» TASK DIRECTIONS
Below is a listing; reproduce each line of it exactly.

» DATA FOR THIS TASK
-- START --
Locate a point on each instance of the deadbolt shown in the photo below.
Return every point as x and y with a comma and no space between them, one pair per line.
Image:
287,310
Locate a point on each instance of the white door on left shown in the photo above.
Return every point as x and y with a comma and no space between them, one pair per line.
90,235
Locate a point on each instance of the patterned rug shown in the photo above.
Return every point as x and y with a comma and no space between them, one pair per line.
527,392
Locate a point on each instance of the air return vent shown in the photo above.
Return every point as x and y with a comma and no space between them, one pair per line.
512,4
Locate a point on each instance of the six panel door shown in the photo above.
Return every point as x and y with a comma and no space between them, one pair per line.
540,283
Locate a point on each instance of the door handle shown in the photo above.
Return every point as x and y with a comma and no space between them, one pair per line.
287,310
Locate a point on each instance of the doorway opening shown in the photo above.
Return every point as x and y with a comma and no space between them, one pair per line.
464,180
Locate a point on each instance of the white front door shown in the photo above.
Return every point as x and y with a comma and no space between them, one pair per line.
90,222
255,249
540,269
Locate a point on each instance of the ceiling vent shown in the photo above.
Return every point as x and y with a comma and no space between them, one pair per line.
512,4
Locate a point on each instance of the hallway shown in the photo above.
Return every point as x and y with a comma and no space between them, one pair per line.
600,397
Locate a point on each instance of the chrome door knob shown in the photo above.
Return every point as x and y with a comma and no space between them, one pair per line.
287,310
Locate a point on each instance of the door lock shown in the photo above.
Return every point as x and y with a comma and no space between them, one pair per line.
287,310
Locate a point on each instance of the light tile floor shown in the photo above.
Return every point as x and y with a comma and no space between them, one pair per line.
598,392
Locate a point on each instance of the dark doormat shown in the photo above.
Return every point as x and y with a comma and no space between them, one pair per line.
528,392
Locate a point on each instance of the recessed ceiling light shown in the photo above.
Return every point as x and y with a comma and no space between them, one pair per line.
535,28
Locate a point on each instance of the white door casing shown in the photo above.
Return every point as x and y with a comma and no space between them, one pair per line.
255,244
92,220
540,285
-- END --
» SOLUTION TO THE PROBLEM
Locate a point on each instance of the deadbolt shown in the photo below.
Return every point as x and y with a comma and no space between them, one pair per line.
Image:
287,310
Locate a point on each instance of the white door on left shown in the photo above.
Return every point as x and y with a comma and no space between them, one pair per line.
90,235
Locate a point on each instance of the patterned rug shown in the photo above.
Return every point as x and y with a comma and no space between them, one pair per line.
527,392
Locate a point on each instance of the air return vent shown in the photo above.
Return every point as x and y with a comma and no space between them, one pair per line.
512,4
Locate a point on each instance of the six panel door shown in the photo above.
Return every point as x and y with a comma and no space between them, one pair per line.
540,283
Locate a point on each instance of the door handle shown in the photo above.
Return every point as x and y with a comma and no space between them, one pair per line.
287,310
Locate a point on each instance of the doorway opening shown in the photo above.
Return every point as x and y with a comma and no space between them, one pair per line.
464,180
Locate a point on each instance of the white front door shown in the photo above.
Return every point as x and y with a comma and no space between them, one pair per line.
90,222
255,249
540,269
Locate a point on each instance of the ceiling vent shown in the photo above.
Return every point as x and y with a comma and no space between them, one pair per line.
512,4
Locate a point on each instance of the hallway shown in the photo above.
Return every point as x and y with a comma and no space between them, one pair per line.
600,397
Locate a point on each instance of the chrome door knob shown in the photo above.
Return every point as x and y with a comma and no space between them, one pair per line.
287,310
Locate a point on each instance of the door lock shown in the photo above.
Return every point as x and y with a comma and no space between them, one pair per line.
287,310
Locate a point on each instance of the light tile floor shown in the photo above.
Return every point as x and y with a comma and no space between them, one pair per line.
598,392
Locate a point on each instance of the dark doormat shown in the photo above.
Return every point as x and y with a comma and no space between them, one pair per line.
528,392
Locate a point on each instance of the recessed ceiling light shown in the photo above.
Return every point as x and y with a comma and no space between them, one pair per line.
535,28
Locate a point on each instance of the white door casing shown in the photo above.
Return every point as x and y with a comma and no space between them, one pair per line.
255,244
92,220
540,285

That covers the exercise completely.